De hecho, no huele a ser humano sino a miles de marcas de cosas indispensables
para hacerle creer que es lo más parecido a un hombre o a lo que los hombres
creen que es una mujer.

  Tal vez, si nuestro marciano favorito, en lugar de
perder el tiempo buscando en los medios de “información” hubiera recorrido el
camino a la inversa que nuestra escritora, quizá, quiero creer, habría tenido
la fortuna de seguir leyendo las reflexiones de Una habitación propia. Habría
sabido que «
Durante
todos estos siglos, las mujeres han sido espejos dotados del mágico y delicioso
poder de reflejar una silueta del hombre 
de tamaño doble del natural.  Sin
este poder, la tierra sin duda seguiría 
siendo  pantano  y selva. 
Las glorias  de todas
nuestras  guerras serían desconocidas.  Todavía estaríamos grabando la silueta de
ciervos en los restos  de  huesos 
de  cordero  y trocando 
pedernales  por  pieles 
de  cordero  o cualquier adorno sencillo que sedujera
nuestro gusto poco sofisticado. Los Superhombres  y Dedos del Destino nunca habrían existido.»

  Por eso seguimos Sin noticias de Gurp, de Virginia
Woolf y de la verdad sobre las mujeres, «
Porque
si ellas se ponen a decir la verdad, la imagen del espejo se encoge; la
robustez del  hombre  ante 
la  vida  disminuye.»

© Carlos de
la Fé


[1] Stephen era su apellido de soltera, pero lo
traigo a colación porque me parece curioso que, juntando ambos apellidos, suene
a Steppenwolf, y creo que Virginia tenía algo de Harry Haller y, por supuesto, me recuerda a Stephen Dedalus, personaje de el Retrato del artista adolescente y de Ulysses, considerado alter ego de James Joyce, a quien se le atribuye la invención de la técnica del monólogo interior que también empleó Woolf.

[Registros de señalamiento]

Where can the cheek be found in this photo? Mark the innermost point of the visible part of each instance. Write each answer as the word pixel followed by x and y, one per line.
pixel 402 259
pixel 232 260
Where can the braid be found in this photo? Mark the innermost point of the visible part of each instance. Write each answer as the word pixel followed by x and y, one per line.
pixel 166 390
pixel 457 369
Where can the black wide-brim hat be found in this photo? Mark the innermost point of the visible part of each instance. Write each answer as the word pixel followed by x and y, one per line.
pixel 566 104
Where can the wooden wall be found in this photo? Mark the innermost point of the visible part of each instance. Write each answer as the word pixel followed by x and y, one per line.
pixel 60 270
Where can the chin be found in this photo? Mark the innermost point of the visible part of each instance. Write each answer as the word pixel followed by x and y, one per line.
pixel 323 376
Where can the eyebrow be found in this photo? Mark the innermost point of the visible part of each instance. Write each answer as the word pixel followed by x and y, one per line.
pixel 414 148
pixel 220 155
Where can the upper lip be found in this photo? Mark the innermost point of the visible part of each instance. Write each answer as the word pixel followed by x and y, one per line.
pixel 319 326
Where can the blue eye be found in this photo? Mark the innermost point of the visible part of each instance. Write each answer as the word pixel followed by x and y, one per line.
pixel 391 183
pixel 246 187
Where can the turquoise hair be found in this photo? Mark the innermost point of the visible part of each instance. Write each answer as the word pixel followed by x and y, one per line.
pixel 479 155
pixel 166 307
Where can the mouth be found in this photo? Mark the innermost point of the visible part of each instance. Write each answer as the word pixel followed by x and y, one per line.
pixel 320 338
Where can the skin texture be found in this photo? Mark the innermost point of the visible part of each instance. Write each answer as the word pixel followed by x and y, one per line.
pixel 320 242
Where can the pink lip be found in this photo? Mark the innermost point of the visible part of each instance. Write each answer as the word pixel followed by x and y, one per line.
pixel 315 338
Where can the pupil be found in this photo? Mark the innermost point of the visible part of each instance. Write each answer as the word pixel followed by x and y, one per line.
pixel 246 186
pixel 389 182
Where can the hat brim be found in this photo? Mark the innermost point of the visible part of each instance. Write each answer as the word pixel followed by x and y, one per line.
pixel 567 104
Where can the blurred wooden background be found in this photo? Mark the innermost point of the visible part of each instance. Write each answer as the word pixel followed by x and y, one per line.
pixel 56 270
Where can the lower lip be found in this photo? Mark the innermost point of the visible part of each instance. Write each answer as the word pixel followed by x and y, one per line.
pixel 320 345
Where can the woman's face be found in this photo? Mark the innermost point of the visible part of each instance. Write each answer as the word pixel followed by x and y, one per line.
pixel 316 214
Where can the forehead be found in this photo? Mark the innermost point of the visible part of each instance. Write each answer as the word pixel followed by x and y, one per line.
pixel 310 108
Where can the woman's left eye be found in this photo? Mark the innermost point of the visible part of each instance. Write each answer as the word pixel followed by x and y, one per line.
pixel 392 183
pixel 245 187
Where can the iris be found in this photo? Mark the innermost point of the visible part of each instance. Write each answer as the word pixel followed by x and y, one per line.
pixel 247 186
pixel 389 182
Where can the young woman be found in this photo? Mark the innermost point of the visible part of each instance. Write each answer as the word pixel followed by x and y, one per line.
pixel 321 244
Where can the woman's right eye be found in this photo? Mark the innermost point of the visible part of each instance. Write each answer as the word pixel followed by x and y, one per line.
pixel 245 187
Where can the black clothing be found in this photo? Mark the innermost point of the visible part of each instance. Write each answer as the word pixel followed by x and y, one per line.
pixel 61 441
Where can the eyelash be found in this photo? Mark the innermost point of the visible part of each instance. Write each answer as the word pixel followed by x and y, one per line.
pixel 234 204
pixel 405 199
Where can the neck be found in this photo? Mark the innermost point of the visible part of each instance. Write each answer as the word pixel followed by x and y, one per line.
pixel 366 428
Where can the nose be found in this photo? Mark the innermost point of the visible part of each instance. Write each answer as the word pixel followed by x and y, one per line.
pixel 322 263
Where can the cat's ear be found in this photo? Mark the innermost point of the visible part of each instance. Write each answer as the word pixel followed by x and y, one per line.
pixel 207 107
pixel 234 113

#### INSTRUCCIONES DE LA TAREA:
Reescribe el fragmento sobre Virginia Woolf desde "Tal vez, si" hasta "pantano  y selva.", ambos incluidos, y sustituye "pantano" por "ciénaga". Usa solo el fragmento sobre Virginia Woolf como fuente.

#### RESPUESTA COMPLETA:
Tal vez, si nuestro marciano favorito, en lugar de
perder el tiempo buscando en los medios de “información” hubiera recorrido el
camino a la inversa que nuestra escritora, quizá, quiero creer, habría tenido
la fortuna de seguir leyendo las reflexiones de Una habitación propia. Habría
sabido que «
Durante
todos estos siglos, las mujeres han sido espejos dotados del mágico y delicioso
poder de reflejar una silueta del hombre 
de tamaño doble del natural.  Sin
este poder, la tierra sin duda seguiría 
siendo  ciénaga  y selva.